ABOUT THIS EXERCISE — Please copy out every line of the data word for word.

Phrase grounding data —
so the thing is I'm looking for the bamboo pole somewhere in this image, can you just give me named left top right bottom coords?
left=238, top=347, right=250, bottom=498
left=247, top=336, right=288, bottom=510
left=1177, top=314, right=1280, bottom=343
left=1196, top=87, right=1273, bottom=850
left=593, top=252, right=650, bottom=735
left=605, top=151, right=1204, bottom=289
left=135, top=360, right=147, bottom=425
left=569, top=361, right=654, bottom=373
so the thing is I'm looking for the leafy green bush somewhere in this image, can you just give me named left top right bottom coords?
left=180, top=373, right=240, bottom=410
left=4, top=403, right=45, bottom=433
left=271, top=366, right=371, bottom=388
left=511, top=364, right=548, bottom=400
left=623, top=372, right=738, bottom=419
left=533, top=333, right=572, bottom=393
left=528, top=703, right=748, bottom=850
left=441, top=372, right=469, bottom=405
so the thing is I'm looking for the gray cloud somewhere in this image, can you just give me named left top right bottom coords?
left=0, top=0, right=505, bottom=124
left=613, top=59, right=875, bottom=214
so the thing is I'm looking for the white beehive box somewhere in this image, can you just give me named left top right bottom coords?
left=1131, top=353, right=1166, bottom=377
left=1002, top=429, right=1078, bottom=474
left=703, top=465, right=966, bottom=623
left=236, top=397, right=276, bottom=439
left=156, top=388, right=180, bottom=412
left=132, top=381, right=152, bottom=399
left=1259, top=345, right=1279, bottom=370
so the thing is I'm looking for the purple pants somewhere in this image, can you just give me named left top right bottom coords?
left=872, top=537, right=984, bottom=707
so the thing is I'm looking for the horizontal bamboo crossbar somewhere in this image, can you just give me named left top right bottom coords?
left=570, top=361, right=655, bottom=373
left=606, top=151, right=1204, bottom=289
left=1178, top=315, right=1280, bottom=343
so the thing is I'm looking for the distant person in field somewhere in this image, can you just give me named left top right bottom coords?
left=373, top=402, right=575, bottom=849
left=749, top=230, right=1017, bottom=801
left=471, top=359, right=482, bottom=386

ANSWER —
so the thing is I'm looking for the bamboo pole somewhere in this image, can you just give me named left top right bottom coords?
left=238, top=347, right=250, bottom=498
left=247, top=336, right=288, bottom=510
left=1177, top=314, right=1280, bottom=343
left=1196, top=87, right=1273, bottom=850
left=593, top=252, right=650, bottom=735
left=605, top=151, right=1204, bottom=289
left=135, top=360, right=147, bottom=425
left=569, top=361, right=654, bottom=373
so the thing is I'm looking for the leafy green bush somewhere in this image, can you just give me named left top right bottom coords?
left=180, top=373, right=240, bottom=410
left=4, top=403, right=45, bottom=433
left=271, top=366, right=371, bottom=388
left=511, top=364, right=548, bottom=400
left=623, top=372, right=738, bottom=419
left=533, top=333, right=572, bottom=393
left=528, top=703, right=748, bottom=850
left=441, top=372, right=469, bottom=405
so the thing is I'm looking for the gray cloud somewhere in this image, can you just give me named left top right bottom coords?
left=0, top=0, right=505, bottom=124
left=613, top=59, right=875, bottom=214
so the thing is I'm looking for the white beehive box somewhere in this image, can you just give me named left top right bottom coords?
left=1131, top=353, right=1166, bottom=377
left=1002, top=429, right=1078, bottom=474
left=703, top=465, right=966, bottom=623
left=236, top=397, right=276, bottom=439
left=156, top=388, right=180, bottom=412
left=132, top=381, right=152, bottom=399
left=1259, top=345, right=1279, bottom=370
so the thing is I'm looking for the purple pants somewhere in this image, can you just give me named left top right bottom coords?
left=872, top=537, right=984, bottom=707
so the thing is I'm looking for the horizontal bamboo crossbar somewhere in this image, can you just give me named left top right bottom coords?
left=570, top=361, right=655, bottom=373
left=606, top=151, right=1204, bottom=289
left=1178, top=315, right=1280, bottom=343
so the thing is I'm looking for the distant person in field somewhere in this image, can you just give me named left top right bottom coords?
left=373, top=402, right=575, bottom=849
left=749, top=230, right=1017, bottom=801
left=471, top=359, right=482, bottom=386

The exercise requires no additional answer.